• ESTRATTO:
★ ★ ★ ★

I dati aggiornati di Human Rights Council riferiscono che l’Iran è responsabile del 75% delle esecuzioni globali, primo al mondo fra le nazioni che forniscono statistiche ufficiali perché Cina, Vietnam e Corea del Nord oppongono il segreto di Stato. In risposta, i detenuti di alcune carceri hanno promosso uno sciopero della fame ogni martedì degli ultimi cinque mesi. Del resto sono i numeri a confermare l’escalation: secondo Amnesty International, la Repubblica islamica ha raggiunto il picco di esecuzioni degli ultimi otto anni, giustiziando 853 persone nel 2023. Il rapporto indica che 481 esecuzioni, oltre la metà, erano legate a reati di droga con un aumento dell’89% sul 2022 quando sono state 255 le persone al patibolo per narcotraffico o tossicodipendenza. E una crescita del 264% rispetto al 2021, quando sono stati 132 i giustiziati.
(Anche) i cristiani nel mirino
Il vasto ricorso al boia non è l’unico elemento di criticità in un quadro di crescente frattura fra leadership teocratica e universo giovanile (e universitari), che rivendica con insistenza diritti e libertà. Una repressione che colpisce anche i cristiani, come mostra la vicenda dell’armeno Hakop Gochumyan in cella dall’estate e condannato di recente a 10 anni di carcere. Il 35enne è stato condannato per “attività di proselitismo” definito “deviante”, che “contraddice la sacra legge dell’islam” e per appartenenza e leadership di “una rete di cristianesimo evangelico”. In realtà, il tribunale si è basato sul possesso di sette volumi del Vangelo in farsi e sulla visita compiuta a due chiese armene e a una chiesa domestica mentre si trovava in vacanza in Iran. Inoltre ha fatto ampio ricorso all’articolo 160 del Codice penale, che consente ai giudici di usare il loro “intuito personale” in mancanza di prove. A comminare il verdetto è stato il magistrato Iman Afshari della Corte rivoluzionaria di Teheran, che sta guadagnando fama come persecutore di cristiani: oltre al giovane armeno, altri tre hanno ricevuto condanne a 10 anni; un imputato ha ricevuto una pena a due anni; a cinque è stato vietato di lasciare l’Iran e di vivere a Teheran per due anni; tutti e dieci sono stati multati per 8mila dollari e privati di diritti di base come l’appartenenza a gruppi politici o sociali.

★ ★ ★ ★

• VOCI FORNITE:

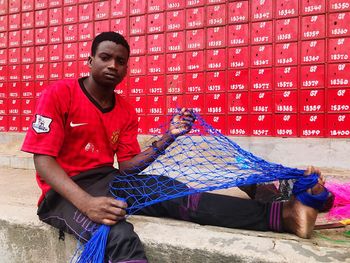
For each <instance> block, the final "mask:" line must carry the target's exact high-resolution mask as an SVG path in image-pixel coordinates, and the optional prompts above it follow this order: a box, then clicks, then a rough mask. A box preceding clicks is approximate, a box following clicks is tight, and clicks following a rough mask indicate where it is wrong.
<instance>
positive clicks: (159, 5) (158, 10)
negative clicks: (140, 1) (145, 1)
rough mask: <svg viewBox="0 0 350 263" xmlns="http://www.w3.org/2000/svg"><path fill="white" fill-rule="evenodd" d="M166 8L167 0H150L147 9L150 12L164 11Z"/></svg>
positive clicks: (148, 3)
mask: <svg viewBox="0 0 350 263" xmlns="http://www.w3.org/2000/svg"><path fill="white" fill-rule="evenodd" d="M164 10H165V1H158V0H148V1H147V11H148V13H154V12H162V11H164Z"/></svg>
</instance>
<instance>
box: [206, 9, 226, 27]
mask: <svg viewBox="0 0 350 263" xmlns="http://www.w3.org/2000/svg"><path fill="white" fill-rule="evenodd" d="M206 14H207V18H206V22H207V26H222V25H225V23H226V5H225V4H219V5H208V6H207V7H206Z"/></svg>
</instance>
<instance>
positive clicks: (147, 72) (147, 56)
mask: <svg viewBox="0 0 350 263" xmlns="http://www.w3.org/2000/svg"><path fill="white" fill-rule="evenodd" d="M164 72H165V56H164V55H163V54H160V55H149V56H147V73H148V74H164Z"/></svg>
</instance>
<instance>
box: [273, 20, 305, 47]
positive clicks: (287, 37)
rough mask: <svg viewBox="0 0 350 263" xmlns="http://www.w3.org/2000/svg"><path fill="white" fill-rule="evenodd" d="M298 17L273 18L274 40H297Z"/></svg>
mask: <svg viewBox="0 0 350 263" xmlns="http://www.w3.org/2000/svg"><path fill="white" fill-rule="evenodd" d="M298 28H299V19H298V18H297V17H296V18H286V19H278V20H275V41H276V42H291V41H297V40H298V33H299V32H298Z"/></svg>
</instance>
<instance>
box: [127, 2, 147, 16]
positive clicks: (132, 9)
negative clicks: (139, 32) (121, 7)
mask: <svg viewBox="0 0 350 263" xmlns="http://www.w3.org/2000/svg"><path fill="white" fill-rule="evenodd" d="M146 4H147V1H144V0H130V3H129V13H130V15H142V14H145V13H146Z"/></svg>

★ ★ ★ ★

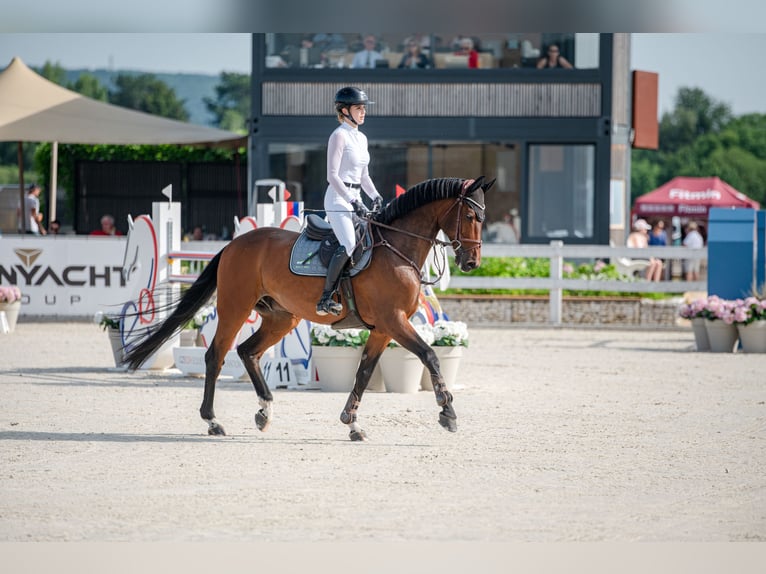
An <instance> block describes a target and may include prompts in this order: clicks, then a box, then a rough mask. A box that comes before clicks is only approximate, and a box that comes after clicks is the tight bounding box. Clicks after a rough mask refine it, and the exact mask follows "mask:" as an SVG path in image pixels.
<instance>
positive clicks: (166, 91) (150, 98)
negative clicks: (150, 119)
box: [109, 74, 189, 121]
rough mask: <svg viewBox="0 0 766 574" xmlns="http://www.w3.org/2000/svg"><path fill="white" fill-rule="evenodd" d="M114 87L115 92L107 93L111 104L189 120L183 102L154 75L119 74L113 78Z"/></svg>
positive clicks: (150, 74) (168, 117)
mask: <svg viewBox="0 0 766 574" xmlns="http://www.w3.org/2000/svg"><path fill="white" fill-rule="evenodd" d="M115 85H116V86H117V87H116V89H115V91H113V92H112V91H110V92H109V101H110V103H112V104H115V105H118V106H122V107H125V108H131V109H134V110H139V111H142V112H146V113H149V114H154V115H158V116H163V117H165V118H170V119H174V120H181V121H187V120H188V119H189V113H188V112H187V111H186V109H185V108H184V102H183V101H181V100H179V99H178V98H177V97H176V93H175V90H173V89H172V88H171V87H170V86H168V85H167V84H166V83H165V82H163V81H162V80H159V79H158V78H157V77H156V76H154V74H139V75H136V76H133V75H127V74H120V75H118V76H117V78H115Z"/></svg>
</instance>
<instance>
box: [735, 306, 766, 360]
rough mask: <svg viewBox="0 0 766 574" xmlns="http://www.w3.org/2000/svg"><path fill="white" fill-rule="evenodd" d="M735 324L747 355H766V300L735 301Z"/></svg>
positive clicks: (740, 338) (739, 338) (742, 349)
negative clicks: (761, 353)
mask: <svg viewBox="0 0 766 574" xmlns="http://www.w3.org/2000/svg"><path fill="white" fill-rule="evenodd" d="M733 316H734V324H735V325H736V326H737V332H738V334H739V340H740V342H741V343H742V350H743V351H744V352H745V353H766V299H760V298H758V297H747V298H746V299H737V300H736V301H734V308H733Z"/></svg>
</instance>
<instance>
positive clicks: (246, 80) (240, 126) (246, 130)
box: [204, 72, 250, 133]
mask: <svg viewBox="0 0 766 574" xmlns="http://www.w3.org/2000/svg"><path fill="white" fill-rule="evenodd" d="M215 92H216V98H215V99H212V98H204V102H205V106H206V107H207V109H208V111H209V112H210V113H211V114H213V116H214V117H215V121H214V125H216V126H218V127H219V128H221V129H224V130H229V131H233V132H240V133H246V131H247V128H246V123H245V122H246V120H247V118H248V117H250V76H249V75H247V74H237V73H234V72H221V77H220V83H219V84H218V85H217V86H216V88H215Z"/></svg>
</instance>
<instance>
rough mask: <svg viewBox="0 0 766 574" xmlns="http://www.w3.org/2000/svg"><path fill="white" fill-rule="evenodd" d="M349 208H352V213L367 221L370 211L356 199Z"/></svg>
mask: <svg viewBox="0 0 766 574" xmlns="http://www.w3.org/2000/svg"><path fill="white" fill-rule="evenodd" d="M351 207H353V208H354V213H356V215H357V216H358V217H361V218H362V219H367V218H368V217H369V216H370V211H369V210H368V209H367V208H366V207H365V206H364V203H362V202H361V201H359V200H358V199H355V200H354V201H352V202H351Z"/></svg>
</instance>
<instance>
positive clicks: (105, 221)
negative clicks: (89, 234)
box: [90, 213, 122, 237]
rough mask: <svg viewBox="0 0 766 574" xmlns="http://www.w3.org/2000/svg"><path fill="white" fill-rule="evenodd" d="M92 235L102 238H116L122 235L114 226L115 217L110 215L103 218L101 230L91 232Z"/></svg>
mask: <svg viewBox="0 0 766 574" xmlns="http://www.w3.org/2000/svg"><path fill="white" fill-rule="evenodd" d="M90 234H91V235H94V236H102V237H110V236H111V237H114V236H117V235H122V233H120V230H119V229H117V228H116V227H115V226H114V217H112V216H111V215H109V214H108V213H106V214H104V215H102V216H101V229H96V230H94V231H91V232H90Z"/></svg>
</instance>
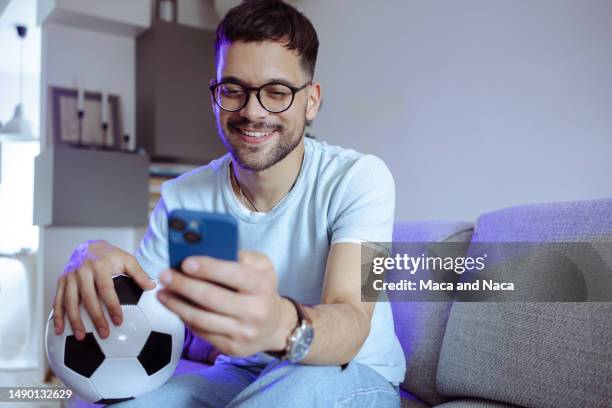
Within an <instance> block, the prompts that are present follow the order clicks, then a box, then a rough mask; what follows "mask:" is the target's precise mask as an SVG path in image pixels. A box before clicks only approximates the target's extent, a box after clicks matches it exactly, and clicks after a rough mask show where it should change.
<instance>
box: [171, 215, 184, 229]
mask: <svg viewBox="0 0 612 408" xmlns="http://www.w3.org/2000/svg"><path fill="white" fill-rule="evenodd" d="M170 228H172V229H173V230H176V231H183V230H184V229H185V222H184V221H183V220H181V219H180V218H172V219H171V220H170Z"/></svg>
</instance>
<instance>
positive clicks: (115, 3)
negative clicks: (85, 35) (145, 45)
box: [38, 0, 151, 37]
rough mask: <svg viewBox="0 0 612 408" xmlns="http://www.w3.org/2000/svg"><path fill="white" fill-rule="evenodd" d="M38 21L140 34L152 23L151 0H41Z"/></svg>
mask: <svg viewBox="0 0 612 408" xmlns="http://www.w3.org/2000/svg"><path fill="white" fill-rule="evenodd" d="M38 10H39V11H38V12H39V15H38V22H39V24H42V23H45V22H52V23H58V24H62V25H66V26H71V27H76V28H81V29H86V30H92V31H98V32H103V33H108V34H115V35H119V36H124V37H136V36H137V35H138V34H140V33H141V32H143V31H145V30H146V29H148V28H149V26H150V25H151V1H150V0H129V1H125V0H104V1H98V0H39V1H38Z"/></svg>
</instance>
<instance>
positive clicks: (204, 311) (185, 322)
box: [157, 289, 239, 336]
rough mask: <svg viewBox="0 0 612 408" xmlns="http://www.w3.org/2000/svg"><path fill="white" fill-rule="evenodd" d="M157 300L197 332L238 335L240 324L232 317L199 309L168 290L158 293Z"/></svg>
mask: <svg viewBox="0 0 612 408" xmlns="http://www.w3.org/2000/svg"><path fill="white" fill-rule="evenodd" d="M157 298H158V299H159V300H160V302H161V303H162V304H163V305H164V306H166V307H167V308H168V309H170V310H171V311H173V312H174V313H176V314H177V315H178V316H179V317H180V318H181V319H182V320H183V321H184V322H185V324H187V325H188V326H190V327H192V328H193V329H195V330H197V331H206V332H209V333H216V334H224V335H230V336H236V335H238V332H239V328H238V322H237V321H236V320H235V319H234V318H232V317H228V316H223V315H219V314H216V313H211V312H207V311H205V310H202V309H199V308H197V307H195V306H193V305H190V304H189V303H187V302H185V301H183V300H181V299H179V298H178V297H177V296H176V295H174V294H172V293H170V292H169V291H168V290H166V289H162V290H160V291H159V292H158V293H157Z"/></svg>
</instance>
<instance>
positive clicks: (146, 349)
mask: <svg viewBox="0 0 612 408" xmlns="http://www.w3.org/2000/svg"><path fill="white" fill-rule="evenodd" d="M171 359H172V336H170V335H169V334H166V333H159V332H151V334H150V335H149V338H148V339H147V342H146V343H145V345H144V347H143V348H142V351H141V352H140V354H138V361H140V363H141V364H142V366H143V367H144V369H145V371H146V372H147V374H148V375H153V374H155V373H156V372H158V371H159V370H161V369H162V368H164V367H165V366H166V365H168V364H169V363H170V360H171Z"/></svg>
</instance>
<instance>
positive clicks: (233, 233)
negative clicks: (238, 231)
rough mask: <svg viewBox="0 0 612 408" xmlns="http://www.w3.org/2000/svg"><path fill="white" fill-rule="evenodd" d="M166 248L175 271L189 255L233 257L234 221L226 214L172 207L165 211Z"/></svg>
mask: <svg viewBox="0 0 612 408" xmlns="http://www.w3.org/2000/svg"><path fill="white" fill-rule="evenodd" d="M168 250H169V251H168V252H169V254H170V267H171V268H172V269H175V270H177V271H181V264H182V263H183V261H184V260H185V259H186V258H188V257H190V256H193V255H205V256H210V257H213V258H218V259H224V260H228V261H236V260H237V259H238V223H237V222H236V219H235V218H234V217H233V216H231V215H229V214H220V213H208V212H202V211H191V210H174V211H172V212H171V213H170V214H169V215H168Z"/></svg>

★ ★ ★ ★

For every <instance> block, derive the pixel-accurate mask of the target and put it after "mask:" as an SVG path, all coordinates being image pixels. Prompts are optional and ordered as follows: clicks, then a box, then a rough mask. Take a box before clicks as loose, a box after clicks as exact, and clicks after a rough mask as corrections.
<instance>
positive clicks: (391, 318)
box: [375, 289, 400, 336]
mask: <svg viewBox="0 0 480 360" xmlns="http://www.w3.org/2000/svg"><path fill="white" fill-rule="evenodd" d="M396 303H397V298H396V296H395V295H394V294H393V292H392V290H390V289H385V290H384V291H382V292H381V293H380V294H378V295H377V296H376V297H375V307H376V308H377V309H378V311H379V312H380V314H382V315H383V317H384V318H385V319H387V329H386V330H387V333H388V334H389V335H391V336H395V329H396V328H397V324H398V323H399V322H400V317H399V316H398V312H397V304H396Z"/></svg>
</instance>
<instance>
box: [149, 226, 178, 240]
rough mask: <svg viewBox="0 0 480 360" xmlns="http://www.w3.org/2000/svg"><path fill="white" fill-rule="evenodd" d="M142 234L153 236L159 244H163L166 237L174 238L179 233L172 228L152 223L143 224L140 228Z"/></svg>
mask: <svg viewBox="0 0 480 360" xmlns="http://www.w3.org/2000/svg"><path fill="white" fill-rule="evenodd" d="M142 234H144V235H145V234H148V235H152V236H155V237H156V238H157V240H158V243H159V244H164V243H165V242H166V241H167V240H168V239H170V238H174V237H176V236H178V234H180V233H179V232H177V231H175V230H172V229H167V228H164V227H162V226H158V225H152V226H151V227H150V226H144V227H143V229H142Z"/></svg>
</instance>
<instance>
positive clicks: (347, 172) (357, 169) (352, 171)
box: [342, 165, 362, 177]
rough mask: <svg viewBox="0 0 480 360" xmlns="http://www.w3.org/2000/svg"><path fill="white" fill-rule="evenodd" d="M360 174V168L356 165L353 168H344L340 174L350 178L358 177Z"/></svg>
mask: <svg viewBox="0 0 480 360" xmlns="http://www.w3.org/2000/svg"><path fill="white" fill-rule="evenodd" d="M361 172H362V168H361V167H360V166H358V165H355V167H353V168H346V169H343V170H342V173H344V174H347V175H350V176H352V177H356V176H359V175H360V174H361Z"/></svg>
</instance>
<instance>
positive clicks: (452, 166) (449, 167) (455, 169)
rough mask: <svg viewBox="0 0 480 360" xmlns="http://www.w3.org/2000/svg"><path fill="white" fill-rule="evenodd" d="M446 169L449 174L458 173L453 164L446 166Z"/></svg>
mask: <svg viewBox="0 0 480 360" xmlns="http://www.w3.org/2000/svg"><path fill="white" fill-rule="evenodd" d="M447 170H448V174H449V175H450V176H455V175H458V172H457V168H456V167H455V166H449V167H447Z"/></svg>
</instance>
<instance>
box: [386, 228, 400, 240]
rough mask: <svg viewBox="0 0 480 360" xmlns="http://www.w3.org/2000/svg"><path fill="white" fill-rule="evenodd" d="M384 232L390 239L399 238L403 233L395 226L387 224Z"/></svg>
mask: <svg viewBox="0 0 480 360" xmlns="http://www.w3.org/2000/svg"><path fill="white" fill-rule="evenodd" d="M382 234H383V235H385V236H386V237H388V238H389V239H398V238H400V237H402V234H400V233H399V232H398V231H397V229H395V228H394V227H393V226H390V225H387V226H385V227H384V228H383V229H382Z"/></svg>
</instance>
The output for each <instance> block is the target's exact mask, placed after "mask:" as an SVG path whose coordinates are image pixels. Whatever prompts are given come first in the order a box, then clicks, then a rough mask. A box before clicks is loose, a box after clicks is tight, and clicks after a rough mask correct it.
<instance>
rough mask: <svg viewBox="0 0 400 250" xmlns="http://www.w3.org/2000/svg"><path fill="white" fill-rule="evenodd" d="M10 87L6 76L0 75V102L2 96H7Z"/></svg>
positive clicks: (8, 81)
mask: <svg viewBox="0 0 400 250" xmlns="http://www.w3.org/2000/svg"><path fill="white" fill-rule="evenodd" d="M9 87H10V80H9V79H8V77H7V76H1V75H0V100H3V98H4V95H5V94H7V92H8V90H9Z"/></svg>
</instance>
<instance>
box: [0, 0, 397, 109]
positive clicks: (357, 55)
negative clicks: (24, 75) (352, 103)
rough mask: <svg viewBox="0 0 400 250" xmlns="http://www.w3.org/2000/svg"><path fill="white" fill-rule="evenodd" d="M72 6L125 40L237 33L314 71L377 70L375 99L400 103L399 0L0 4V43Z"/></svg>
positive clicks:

★ ★ ★ ★

• SERIE DI ESERCIZI:
a – Ripeti parola per parola tutto l'estratto da "I dati aggiornati" giù fino a "132 i giustiziati.".
b – Rispondi a queste domande sull'estratto.
(i) Quante persone ha giustiziato l'Iran nel 2023 secondo Amnesty International?
(ii) A quanti anni di carcere è stato condannato Hakop Gochumyan?
(iii) Quale articolo del Codice penale consente ai giudici di usare il loro "intuito personale" in mancanza di prove?
Le voci non hanno alcun ruolo in questo lavoro.

• SOLUZIONI:
a –
I dati aggiornati di Human Rights Council riferiscono che l’Iran è responsabile del 75% delle esecuzioni globali, primo al mondo fra le nazioni che forniscono statistiche ufficiali perché Cina, Vietnam e Corea del Nord oppongono il segreto di Stato. In risposta, i detenuti di alcune carceri hanno promosso uno sciopero della fame ogni martedì degli ultimi cinque mesi. Del resto sono i numeri a confermare l’escalation: secondo Amnesty International, la Repubblica islamica ha raggiunto il picco di esecuzioni degli ultimi otto anni, giustiziando 853 persone nel 2023. Il rapporto indica che 481 esecuzioni, oltre la metà, erano legate a reati di droga con un aumento dell’89% sul 2022 quando sono state 255 le persone al patibolo per narcotraffico o tossicodipendenza. E una crescita del 264% rispetto al 2021, quando sono stati 132 i giustiziati.

b –
(i) Secondo Amnesty International, nel 2023 l'Iran ha giustiziato 853 persone.
(ii) Hakop Gochumyan è stato condannato a 10 anni di carcere.
(iii) È l'articolo 160 del Codice penale.